### Material for the task
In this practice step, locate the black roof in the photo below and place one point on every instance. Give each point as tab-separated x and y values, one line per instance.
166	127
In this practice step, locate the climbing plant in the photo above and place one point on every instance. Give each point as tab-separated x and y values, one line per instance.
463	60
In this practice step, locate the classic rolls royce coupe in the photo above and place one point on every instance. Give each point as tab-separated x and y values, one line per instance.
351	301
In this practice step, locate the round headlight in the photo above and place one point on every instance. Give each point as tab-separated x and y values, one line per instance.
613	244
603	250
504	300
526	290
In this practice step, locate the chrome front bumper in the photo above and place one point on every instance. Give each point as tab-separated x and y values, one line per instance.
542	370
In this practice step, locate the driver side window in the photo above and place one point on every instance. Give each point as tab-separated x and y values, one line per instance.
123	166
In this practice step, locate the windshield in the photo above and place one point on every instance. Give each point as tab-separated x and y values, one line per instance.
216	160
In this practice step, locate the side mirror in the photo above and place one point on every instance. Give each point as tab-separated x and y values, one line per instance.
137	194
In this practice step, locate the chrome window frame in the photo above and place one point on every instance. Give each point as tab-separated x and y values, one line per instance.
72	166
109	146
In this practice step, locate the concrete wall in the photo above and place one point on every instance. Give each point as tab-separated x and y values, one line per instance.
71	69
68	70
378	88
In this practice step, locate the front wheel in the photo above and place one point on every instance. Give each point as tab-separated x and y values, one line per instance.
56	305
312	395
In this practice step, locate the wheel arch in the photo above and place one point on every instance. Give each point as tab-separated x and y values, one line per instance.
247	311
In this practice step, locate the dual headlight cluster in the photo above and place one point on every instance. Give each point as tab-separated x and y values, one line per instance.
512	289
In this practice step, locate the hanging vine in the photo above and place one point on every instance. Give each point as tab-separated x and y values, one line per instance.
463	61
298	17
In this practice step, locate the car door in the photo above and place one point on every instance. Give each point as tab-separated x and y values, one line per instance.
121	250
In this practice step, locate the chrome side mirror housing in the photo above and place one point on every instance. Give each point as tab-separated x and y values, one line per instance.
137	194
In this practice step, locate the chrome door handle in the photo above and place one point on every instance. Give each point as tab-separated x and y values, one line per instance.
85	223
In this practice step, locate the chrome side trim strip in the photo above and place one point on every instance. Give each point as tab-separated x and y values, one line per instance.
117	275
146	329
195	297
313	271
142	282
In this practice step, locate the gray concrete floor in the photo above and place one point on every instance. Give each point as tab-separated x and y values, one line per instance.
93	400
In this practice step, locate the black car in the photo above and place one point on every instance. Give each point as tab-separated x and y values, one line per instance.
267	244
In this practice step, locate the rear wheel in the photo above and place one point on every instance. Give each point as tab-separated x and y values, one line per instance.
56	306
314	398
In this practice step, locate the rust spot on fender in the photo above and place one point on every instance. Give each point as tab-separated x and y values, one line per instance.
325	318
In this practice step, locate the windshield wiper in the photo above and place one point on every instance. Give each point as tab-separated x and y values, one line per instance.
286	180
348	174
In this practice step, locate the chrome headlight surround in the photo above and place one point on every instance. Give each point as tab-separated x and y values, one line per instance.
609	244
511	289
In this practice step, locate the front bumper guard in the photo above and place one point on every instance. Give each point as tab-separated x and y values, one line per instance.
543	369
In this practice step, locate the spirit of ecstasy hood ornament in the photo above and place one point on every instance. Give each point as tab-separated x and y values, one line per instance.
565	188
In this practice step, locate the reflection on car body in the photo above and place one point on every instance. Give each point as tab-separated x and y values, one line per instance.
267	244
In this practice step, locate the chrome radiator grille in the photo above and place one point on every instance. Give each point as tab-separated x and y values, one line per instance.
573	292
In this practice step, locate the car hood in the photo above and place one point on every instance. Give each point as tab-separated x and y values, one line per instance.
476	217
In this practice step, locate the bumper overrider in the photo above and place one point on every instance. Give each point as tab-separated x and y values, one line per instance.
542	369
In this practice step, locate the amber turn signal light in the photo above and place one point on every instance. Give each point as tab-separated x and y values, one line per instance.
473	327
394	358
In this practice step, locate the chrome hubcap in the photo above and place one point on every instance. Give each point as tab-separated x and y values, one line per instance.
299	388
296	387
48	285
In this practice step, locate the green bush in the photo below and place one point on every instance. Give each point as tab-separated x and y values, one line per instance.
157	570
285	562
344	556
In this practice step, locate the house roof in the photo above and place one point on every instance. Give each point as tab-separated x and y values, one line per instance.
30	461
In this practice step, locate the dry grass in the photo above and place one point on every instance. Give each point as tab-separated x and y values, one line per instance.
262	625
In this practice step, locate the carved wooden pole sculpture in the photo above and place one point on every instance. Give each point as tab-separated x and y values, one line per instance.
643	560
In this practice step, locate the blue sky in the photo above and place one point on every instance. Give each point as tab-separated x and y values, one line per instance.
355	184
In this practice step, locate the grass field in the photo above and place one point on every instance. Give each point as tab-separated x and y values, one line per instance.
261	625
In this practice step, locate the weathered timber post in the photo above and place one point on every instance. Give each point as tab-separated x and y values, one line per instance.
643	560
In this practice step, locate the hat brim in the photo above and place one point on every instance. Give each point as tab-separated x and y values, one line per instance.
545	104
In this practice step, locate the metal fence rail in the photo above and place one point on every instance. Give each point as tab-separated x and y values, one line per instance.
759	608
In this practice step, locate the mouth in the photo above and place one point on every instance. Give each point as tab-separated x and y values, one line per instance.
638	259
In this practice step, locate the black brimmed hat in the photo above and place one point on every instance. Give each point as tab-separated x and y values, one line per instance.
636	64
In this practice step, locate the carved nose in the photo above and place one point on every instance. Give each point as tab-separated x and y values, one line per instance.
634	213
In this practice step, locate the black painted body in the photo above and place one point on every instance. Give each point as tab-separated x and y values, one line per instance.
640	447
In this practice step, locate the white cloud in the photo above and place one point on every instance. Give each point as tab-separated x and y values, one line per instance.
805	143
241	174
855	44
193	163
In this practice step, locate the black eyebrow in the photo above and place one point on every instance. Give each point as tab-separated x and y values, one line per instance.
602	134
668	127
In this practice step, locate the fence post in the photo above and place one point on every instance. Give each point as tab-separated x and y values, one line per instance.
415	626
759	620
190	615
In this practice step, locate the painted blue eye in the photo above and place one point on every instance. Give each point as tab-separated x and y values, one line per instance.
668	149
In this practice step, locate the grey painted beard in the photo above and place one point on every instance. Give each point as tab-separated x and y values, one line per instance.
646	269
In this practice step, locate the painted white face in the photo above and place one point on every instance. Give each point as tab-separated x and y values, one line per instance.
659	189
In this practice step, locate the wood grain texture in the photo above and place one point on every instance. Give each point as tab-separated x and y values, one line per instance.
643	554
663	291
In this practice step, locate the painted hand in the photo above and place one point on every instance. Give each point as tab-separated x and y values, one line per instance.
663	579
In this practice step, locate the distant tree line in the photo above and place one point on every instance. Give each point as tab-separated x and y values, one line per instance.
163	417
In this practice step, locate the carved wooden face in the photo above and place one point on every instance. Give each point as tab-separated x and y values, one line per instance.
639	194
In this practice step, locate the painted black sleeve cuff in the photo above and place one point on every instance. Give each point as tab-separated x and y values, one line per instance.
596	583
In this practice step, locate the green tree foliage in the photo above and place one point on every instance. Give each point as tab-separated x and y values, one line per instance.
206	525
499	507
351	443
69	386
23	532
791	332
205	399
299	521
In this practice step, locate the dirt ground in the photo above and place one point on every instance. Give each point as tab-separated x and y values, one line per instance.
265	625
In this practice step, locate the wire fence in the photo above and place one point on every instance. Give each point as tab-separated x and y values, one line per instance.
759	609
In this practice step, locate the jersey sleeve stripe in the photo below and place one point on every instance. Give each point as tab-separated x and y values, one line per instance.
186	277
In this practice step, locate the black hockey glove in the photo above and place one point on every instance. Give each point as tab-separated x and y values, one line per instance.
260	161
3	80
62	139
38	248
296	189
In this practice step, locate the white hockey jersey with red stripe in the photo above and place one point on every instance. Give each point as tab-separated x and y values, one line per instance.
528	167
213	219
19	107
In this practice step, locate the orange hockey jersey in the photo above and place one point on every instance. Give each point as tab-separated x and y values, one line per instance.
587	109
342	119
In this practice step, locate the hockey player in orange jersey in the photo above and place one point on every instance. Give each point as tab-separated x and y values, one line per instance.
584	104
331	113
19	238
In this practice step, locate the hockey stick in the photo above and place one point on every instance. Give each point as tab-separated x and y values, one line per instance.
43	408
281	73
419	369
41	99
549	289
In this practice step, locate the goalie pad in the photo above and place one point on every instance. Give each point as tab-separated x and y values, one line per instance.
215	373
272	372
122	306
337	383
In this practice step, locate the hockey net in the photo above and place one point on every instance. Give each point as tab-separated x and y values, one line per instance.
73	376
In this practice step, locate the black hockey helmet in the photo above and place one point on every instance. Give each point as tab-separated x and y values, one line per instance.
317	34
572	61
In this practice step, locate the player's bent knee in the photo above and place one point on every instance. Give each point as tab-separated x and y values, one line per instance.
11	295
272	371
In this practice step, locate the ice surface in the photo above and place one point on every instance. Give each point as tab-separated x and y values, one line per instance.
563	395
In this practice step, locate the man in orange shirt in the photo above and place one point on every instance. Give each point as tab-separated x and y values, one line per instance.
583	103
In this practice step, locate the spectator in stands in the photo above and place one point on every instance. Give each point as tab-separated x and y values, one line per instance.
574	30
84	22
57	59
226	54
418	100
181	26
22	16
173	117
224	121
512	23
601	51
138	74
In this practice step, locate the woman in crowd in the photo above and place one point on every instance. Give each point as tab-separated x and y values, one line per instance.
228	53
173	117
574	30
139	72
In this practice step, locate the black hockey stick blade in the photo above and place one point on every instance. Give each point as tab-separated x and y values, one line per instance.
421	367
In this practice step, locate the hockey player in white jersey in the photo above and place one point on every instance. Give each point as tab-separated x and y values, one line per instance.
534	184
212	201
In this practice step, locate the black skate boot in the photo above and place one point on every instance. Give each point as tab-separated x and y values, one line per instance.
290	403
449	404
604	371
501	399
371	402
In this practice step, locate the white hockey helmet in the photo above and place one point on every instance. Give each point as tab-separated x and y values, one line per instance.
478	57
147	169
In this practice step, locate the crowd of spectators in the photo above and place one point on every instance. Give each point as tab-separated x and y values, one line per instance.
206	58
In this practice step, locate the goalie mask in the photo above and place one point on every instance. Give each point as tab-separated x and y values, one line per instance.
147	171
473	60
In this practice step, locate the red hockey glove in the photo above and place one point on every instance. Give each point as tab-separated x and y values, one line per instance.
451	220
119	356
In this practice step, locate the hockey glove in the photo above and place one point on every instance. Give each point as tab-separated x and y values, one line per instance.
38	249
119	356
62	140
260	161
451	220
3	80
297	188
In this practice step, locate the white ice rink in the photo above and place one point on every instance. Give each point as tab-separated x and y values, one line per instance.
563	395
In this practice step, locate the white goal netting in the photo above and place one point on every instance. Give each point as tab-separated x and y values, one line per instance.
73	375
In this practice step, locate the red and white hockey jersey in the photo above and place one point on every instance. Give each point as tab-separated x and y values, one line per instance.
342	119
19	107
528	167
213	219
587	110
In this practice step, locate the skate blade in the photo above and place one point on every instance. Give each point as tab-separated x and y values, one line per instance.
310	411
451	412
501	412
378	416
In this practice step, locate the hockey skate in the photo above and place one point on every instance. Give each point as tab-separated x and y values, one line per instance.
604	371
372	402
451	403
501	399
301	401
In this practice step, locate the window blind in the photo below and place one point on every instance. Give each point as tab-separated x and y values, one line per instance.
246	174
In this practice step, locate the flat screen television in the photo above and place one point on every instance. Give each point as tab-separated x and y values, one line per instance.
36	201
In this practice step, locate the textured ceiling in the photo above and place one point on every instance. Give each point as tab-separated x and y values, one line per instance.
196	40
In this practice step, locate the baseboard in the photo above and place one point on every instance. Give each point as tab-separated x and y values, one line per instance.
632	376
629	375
######
Exercise instructions :: Only the lines from the one that contains "In this practice step, locate the window" to the end of the data should be output, exactly as they appear.

Result of this task ::
In this practice step, locate the window blind in the photo below and place one point on every instance. Give each point as tab-separated x and y values, one line per instance.
246	174
In this practice step, locate the flat screen television in the photo above and place one point on every instance. Give each point as tab-separated x and y values, one line per instance.
36	201
In this practice step, locate the textured ceiling in the photo above and place one point on every instance. Give each point as tab-separated x and y values, one line per instance.
196	40
In this practice step, locate the baseboard in the photo above and place one point on every instance. Give each point as tab-separated x and y values, one line per instance.
632	376
629	375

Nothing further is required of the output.